Goal ::
Write out every one of the lines below word for word, leaving the pictures out of your answer.

Data rows ::
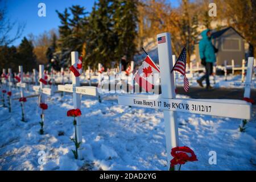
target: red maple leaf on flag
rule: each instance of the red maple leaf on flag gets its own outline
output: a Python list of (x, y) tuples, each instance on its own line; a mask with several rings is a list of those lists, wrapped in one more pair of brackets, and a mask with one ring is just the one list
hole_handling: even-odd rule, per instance
[(76, 67), (77, 69), (81, 69), (82, 68), (82, 64), (77, 64), (77, 66)]
[(152, 73), (152, 68), (151, 67), (148, 66), (147, 68), (143, 68), (144, 77), (147, 77), (150, 76), (150, 74)]

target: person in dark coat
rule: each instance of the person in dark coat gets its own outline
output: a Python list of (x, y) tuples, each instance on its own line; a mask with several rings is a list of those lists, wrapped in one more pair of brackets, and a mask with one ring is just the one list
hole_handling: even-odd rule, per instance
[(206, 80), (207, 89), (212, 89), (210, 85), (209, 76), (213, 73), (213, 64), (216, 61), (215, 53), (217, 49), (212, 43), (212, 33), (210, 30), (207, 29), (203, 31), (201, 35), (202, 39), (199, 42), (199, 52), (201, 60), (201, 64), (205, 67), (205, 74), (200, 79), (197, 80), (197, 83), (201, 87), (204, 87), (203, 81)]

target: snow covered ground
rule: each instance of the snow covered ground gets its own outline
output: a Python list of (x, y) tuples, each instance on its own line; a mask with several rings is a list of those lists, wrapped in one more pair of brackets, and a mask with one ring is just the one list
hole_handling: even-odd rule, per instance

Solution to the problem ::
target: red maple leaf on flag
rule: each instance of the red maple leaf on flag gets its own outline
output: a Python list of (x, y) tuples, each instance on its own line; a mask with several rings is a list of those lists, wrapped in one more pair of brackets, and a mask with one ring is just the one list
hole_handling: even-odd rule, per instance
[(76, 67), (77, 69), (81, 69), (82, 68), (82, 64), (77, 64), (77, 66)]
[(152, 73), (152, 68), (151, 67), (148, 66), (147, 68), (143, 68), (144, 77), (147, 77), (150, 76), (150, 74)]

target: person in dark coat
rule: each instance of the person in dark coat gets its own outline
output: a Python list of (x, y) tuples, each instance on its own line; a mask with several rings is a list of those lists, wrapped in one more pair of brackets, and a mask with one ring is just the one list
hole_handling: even-odd rule, per instance
[(206, 80), (207, 89), (212, 89), (210, 85), (209, 76), (213, 73), (213, 64), (216, 61), (215, 53), (217, 49), (212, 43), (212, 33), (210, 30), (207, 29), (203, 31), (201, 35), (202, 39), (199, 42), (199, 52), (201, 60), (201, 64), (205, 67), (205, 74), (200, 79), (197, 80), (197, 83), (201, 87), (204, 87), (203, 81)]

target: snow covered ground
rule: each instance of the snow covered ground gets its own outline
output: a Python list of (x, y) tuples, each instance on its own line; a mask with several rings is a list of those lists, wrapped in one more pair of brackets, and a mask with one ring is just the one list
hole_handling: even-odd rule, per instance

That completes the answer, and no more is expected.